[Point placement records]
┄┄┄┄┄┄

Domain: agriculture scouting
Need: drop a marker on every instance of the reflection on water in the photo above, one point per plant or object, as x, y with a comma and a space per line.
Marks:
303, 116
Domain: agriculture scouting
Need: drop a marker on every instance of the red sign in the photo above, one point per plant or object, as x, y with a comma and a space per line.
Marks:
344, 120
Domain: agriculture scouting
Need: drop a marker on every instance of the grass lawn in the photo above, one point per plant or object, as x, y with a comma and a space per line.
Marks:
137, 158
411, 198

┄┄┄┄┄┄

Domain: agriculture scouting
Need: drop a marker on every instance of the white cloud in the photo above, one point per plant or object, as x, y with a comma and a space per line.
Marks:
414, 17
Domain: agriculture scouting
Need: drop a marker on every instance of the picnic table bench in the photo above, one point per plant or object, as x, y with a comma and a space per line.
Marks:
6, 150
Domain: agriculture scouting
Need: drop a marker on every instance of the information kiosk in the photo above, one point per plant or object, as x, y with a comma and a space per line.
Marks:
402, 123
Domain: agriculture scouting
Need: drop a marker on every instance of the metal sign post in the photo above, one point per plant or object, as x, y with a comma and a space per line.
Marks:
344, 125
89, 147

┄┄┄┄┄┄

- [Work required]
Please locate every line in the records above that contains the string "sign", and copy each of those lines. Case counts.

- [The response]
Need: drop a marker on every instance of the red sign in the photo above, one point per plant or object, as x, y with a comma and a space per line.
Need: drop a marker on every instance of the metal sign post in the photo above, one point per plant or object, as x, y with a comma and a space per line.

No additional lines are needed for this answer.